(Pointing dataset excerpts)
-- Start --

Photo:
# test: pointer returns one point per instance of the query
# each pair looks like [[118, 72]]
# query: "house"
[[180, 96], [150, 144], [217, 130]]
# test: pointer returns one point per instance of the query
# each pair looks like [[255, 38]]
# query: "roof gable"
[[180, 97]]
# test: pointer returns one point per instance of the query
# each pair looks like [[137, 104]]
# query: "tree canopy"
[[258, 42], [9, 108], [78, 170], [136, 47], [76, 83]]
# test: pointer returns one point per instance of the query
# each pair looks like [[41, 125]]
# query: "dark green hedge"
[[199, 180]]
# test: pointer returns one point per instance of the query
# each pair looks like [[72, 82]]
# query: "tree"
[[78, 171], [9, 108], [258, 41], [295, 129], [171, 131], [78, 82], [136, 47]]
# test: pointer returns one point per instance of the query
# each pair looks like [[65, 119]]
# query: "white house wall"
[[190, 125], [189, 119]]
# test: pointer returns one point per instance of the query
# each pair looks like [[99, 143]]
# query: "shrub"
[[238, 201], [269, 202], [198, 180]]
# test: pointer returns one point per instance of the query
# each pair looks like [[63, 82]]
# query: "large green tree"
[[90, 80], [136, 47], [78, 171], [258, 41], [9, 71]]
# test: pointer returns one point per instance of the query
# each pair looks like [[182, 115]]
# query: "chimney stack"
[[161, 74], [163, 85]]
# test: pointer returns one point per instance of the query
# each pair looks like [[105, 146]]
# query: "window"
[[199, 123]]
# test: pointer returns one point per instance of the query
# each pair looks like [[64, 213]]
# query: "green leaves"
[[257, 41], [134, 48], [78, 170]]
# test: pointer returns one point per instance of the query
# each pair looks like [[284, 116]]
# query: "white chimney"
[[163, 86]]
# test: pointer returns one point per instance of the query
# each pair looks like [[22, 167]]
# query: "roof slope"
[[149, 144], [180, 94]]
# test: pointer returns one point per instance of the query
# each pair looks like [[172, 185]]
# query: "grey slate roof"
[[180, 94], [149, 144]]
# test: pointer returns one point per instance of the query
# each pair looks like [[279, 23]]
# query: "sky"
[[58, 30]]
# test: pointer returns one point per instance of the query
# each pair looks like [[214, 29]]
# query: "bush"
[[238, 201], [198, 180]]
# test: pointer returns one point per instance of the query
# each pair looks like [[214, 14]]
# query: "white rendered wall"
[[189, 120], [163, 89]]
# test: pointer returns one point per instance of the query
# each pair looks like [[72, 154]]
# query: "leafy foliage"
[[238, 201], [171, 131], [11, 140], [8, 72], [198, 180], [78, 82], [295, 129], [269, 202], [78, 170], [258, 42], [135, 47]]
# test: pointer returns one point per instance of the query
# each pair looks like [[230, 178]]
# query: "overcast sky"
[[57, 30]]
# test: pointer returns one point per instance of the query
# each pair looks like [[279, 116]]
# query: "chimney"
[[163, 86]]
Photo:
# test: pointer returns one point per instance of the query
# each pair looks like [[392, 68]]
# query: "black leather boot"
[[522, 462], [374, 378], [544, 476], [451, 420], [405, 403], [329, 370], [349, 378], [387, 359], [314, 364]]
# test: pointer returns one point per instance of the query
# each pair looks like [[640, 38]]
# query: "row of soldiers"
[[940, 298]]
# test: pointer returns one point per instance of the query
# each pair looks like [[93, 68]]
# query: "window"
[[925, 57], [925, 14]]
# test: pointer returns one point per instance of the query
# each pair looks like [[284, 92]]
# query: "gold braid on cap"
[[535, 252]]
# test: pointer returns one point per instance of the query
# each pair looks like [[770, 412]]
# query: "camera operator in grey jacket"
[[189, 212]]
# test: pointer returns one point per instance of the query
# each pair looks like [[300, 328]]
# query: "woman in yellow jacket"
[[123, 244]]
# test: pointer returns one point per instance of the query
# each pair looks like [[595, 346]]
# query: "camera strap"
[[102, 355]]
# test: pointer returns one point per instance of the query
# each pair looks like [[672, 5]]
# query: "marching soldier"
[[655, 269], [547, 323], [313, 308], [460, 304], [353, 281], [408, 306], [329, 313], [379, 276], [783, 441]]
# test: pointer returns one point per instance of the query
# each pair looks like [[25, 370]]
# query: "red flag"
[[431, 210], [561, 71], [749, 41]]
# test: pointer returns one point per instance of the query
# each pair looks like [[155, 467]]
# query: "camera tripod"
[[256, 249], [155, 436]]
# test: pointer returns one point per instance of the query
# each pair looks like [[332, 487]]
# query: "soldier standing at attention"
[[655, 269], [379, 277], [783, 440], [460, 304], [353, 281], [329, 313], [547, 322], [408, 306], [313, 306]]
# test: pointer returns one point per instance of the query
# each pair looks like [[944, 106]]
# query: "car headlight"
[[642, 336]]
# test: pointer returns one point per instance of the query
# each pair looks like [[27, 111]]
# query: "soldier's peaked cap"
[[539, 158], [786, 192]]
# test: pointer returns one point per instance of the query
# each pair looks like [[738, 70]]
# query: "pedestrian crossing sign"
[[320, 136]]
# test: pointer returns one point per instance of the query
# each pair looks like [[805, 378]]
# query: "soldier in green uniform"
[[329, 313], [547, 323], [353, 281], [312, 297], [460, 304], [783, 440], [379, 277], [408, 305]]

-- End --

Please repeat the listing above in full and exactly.

• Written answer
Photo:
# test: pointer returns one point per instance of the query
# each pair looks like [[118, 72]]
# query: "house"
[[180, 96], [150, 144], [217, 130]]
# test: pointer returns one point per instance of the query
# each pair looks like [[255, 38]]
# query: "roof gable"
[[180, 97]]
# test: pointer returns one point per instance of the query
# each pair looks like [[137, 104]]
# query: "tree canopy"
[[258, 42], [9, 108], [78, 170], [136, 47], [76, 83]]
# test: pointer returns one point per instance of the query
# each pair looks like [[41, 125]]
# query: "dark green hedge"
[[199, 180]]
# test: pointer returns one point per instance of the query
# each pair looks like [[72, 82]]
# query: "tree"
[[78, 171], [9, 108], [258, 41], [295, 129], [171, 131], [78, 82], [136, 47]]
# test: pointer returns one point per instance of the query
# each pair looks like [[65, 119]]
# query: "white house wall"
[[190, 125], [189, 119]]
# test: pointer returns one point per instance of the query
# each pair looks like [[99, 143]]
# query: "shrub"
[[238, 201], [269, 202], [198, 180]]
# test: pointer returns one point per instance of the query
# each pair looks like [[63, 82]]
# query: "large green tree"
[[90, 80], [136, 47], [78, 171], [258, 41], [9, 71]]
# test: pointer returns one point per instance of the query
# each pair looks like [[182, 115]]
# query: "chimney stack"
[[161, 74], [163, 85]]
# test: pointer returns one point per instance of the query
# each pair looks like [[105, 146]]
# query: "window"
[[199, 123]]
# test: pointer returns one point per instance of the query
# each pair looks like [[64, 213]]
# query: "green leaves"
[[257, 41], [134, 48], [78, 170]]
# test: pointer returns one point per instance of the query
# each pair looks like [[284, 116]]
# query: "white chimney"
[[163, 86]]
# test: pointer returns one point per instance of the query
# each pair looks like [[22, 167]]
# query: "roof slope"
[[149, 144], [180, 94]]
# test: pointer returns one point per instance of the query
# each pair looks like [[172, 185]]
# query: "grey slate roof"
[[180, 94], [149, 144]]
# test: pointer returns one point per instance of the query
# each pair looks like [[279, 23]]
# query: "sky"
[[58, 30]]
# test: pointer returns one point per instance of the query
# each pair looks like [[214, 29]]
# query: "bush"
[[238, 201], [198, 180]]
# test: pointer returns one point per instance of the query
# each pair looks like [[214, 14]]
# query: "white rendered wall"
[[189, 120], [163, 89]]
# test: pointer returns one point per instance of the query
# each pair looks like [[72, 154]]
# query: "leafy foliage"
[[238, 201], [171, 131], [11, 140], [8, 72], [198, 180], [78, 82], [295, 129], [269, 202], [78, 170], [258, 42], [135, 47]]
# test: pointer returns one point per instance of the query
# each pair looks like [[230, 178]]
# query: "overcast sky"
[[57, 30]]
# test: pointer returns one point per instance of the query
# each pair looks like [[279, 116]]
# query: "chimney"
[[163, 86]]
Photo:
# test: pointer returns one point per instance of the query
# each pair looks like [[392, 68]]
# query: "black leather boot"
[[522, 462], [374, 378], [544, 476], [451, 420], [405, 403], [329, 370], [349, 378], [387, 359], [314, 364]]
# test: pointer returns one point per instance of the query
# each pair looks like [[640, 38]]
# query: "row of soldiers"
[[940, 298]]
# test: pointer returns one point per instance of the query
# each pair looks like [[93, 68]]
# query: "window"
[[925, 57], [925, 14]]
# test: pointer returns one point per instance of the query
# each pair looks like [[284, 92]]
# query: "gold braid on cap"
[[535, 252]]
# test: pointer returns one point per instance of the query
# each pair looks like [[770, 412]]
# query: "camera operator in grey jacket"
[[189, 212]]
# test: pointer returns one point per instance of the query
# each pair looks like [[300, 328]]
# query: "woman in yellow jacket"
[[123, 244]]
# test: pointer returns one point per instance of the query
# each pair looks like [[595, 346]]
# query: "camera strap"
[[102, 355]]
# test: pointer returns one point per instance of the query
# each pair looks like [[672, 5]]
# query: "marching soldier"
[[655, 269], [547, 323], [313, 308], [460, 304], [353, 281], [408, 306], [329, 313], [379, 276], [783, 441]]
# test: pointer returns one point per instance of the query
# each pair looks like [[25, 370]]
# query: "red flag"
[[431, 210], [561, 71], [749, 41]]
# test: pointer returns one point per instance of the query
# each pair looks like [[155, 467]]
# query: "camera tripod"
[[256, 249], [155, 436]]
# test: pointer returns one point per instance of the query
# each pair looks like [[332, 487]]
# query: "soldier standing at attention"
[[655, 269], [379, 277], [783, 440], [460, 304], [353, 281], [329, 313], [547, 322], [408, 306], [313, 306]]
# test: pointer returns one point per instance of the query
# each pair looks like [[944, 106]]
# query: "car headlight"
[[642, 336]]
# test: pointer returns one point per instance of the query
# each pair looks like [[27, 111]]
# query: "soldier's peaked cap"
[[539, 158], [786, 192]]
# test: pointer returns one point per instance of the query
# each pair looks like [[738, 70]]
# query: "pedestrian crossing sign"
[[320, 136]]
# test: pointer returns one point per instance of the query
# each pair looks like [[805, 378]]
# query: "soldier in green uniform"
[[329, 313], [547, 323], [353, 281], [312, 297], [460, 304], [783, 440], [379, 277], [408, 305]]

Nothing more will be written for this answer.